* BEGIN Article *

NOTES TO CONSOLIDATED FINANCIAL STATEMENTS
(Unaudited)
Basis of Presentation
The balance sheet as of December 31, 1996, the statements of operations
for the three and six month periods ended December 31, 1996 and 1995, and the
statement of cash flows for the six months ended December 31, 1996 and 1995,
have been prepared by the Company without audit. In the opinion of management,
all adjustments necessary to present fairly the financial position, results of
operations and cash flows at December 31, 1996, and all periods presented, have
been made. The balance sheet at June 30, 1996, has been derived from the audited
financial statements as of that date.
Certain information and footnote disclosures normally included in
financial statements prepared in accordance with generally accepted accounting
principles have been condensed or omitted. It is suggested that these condensed
financial statements be read in conjunction with the financial statements and
notes thereto included in the Company's fiscal 1996 Form 10-K. The results of
operations for the period ended December 31, 1996, are not necessarily
indicative of the operating results that may be attained for the entire fiscal
year.

* END Article *

### [Tasks for this exercise]
a) In the notes, what was the balance sheet at June 30, 1996, derived from?
b) Please quote the notes between "Basis of Presentation" and "of that date.", inclusive.
The records below come from a separate source.

* BEGIN Data extract *

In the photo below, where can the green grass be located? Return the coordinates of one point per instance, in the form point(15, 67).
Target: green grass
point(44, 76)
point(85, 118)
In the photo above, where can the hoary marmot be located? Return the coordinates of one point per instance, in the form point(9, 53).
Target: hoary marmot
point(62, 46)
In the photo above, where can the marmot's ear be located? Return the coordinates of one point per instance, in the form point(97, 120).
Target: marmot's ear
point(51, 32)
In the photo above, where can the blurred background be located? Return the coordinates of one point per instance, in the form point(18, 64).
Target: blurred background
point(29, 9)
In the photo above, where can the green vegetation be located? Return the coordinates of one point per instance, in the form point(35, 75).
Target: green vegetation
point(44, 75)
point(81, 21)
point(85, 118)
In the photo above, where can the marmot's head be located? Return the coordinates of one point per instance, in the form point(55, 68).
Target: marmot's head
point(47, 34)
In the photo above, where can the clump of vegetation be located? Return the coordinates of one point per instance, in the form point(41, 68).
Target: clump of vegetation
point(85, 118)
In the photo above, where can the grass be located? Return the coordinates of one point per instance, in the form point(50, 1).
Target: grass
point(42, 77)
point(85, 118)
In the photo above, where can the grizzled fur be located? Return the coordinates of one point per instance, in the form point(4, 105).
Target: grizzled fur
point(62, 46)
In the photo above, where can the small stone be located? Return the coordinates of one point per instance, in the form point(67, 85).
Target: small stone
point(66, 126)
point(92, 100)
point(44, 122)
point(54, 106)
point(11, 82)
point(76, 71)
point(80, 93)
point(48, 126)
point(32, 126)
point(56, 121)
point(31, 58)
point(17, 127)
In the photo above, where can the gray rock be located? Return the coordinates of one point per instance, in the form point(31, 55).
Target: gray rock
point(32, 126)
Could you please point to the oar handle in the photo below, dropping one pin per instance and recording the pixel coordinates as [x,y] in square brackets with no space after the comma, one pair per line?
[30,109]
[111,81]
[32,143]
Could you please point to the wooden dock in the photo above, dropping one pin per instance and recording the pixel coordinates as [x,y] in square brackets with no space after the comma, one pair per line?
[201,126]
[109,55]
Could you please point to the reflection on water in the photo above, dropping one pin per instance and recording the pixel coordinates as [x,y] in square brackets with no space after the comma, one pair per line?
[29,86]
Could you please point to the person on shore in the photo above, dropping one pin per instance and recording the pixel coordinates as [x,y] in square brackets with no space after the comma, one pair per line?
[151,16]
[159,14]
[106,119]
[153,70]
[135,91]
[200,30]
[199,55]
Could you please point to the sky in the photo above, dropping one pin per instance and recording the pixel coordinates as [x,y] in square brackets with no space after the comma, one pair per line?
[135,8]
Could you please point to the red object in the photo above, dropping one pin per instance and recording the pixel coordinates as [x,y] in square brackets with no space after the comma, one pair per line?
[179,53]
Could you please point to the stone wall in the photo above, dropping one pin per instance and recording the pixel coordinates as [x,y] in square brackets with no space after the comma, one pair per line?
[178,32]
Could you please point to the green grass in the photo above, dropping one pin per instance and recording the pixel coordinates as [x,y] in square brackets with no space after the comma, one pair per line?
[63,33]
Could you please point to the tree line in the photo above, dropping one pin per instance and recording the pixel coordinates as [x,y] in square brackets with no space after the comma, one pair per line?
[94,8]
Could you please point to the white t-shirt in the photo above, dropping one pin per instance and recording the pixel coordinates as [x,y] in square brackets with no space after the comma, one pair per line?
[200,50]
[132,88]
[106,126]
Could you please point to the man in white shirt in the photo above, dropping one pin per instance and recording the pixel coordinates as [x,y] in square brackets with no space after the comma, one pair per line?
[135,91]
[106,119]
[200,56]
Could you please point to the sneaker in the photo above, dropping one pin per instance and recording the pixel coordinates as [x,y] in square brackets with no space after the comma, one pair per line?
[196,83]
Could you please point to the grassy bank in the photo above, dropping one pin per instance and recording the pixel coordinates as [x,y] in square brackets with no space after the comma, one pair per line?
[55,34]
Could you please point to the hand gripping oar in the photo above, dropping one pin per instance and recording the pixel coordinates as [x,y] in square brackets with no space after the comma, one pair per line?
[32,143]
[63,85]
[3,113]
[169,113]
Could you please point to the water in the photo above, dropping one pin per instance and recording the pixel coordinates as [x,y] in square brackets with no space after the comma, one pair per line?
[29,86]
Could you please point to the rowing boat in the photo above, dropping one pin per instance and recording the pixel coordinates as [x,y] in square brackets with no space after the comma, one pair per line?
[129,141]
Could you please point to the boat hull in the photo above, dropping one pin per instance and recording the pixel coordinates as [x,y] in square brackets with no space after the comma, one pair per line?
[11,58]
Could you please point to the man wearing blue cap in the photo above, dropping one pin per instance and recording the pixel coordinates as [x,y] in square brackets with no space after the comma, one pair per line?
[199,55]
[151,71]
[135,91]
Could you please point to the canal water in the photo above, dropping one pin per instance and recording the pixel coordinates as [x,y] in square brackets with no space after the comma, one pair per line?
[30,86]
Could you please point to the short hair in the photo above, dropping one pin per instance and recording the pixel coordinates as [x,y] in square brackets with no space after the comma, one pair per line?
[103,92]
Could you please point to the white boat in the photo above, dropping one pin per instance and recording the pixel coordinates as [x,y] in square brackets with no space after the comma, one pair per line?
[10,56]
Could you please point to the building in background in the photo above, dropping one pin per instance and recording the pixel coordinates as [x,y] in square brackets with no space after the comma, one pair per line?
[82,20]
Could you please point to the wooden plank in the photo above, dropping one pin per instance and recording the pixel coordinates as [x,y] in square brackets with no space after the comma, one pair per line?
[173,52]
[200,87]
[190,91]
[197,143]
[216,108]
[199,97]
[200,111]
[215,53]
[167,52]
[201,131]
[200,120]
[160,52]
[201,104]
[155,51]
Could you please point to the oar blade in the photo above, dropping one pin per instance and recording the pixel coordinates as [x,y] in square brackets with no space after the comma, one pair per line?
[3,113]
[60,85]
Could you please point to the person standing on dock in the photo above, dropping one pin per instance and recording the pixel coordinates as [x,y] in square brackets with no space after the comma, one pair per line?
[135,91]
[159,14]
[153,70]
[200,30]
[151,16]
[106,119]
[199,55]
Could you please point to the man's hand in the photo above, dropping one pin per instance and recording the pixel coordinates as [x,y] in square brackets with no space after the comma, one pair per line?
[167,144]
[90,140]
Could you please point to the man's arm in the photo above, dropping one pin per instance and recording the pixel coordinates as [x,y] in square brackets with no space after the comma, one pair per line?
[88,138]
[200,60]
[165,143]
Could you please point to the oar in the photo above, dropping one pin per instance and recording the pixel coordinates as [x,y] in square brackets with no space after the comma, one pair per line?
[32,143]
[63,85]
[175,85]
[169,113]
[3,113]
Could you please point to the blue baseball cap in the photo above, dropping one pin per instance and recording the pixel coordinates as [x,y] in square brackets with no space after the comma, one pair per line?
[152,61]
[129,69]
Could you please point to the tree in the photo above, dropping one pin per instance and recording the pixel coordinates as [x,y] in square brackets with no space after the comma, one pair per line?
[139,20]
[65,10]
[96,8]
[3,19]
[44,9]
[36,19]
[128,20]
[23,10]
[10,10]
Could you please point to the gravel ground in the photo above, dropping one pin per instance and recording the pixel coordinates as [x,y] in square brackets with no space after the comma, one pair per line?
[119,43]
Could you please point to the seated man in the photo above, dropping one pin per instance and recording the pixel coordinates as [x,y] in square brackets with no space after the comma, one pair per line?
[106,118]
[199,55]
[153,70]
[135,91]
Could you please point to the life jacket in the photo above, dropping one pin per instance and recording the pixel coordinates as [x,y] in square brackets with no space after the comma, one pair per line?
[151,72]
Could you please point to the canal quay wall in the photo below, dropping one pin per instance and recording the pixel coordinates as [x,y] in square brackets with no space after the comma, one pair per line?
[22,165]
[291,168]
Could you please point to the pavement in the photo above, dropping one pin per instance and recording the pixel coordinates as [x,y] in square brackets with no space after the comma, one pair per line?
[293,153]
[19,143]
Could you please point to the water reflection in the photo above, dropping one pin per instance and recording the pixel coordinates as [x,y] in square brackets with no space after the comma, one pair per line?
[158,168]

* END Data extract *
* BEGIN Data extract *

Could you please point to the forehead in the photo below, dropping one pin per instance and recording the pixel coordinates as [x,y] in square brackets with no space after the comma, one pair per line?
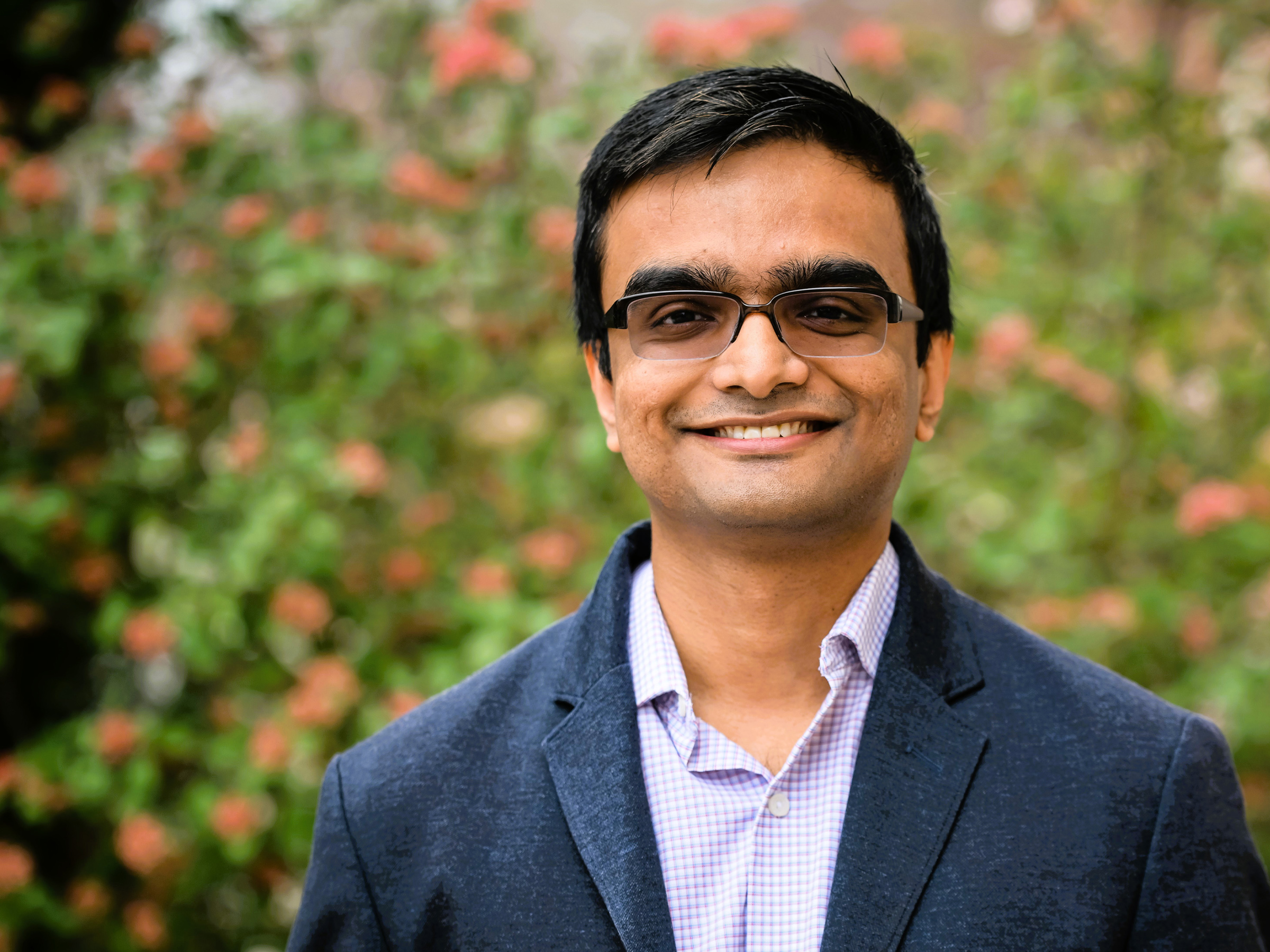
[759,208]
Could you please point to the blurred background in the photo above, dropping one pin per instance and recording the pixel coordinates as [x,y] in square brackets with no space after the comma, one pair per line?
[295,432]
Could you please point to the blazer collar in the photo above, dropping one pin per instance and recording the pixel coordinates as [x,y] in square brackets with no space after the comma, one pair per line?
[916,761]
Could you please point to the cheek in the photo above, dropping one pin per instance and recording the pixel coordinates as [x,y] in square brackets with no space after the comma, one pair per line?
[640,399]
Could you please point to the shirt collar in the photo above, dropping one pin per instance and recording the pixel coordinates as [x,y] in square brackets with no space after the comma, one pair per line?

* END Data extract *

### [Solutions]
a) The audited financial statements as of that date.

b)
Basis of Presentation
The balance sheet as of December 31, 1996, the statements of operations
for the three and six month periods ended December 31, 1996 and 1995, and the
statement of cash flows for the six months ended December 31, 1996 and 1995,
have been prepared by the Company without audit. In the opinion of management,
all adjustments necessary to present fairly the financial position, results of
operations and cash flows at December 31, 1996, and all periods presented, have
been made. The balance sheet at June 30, 1996, has been derived from the audited
financial statements as of that date.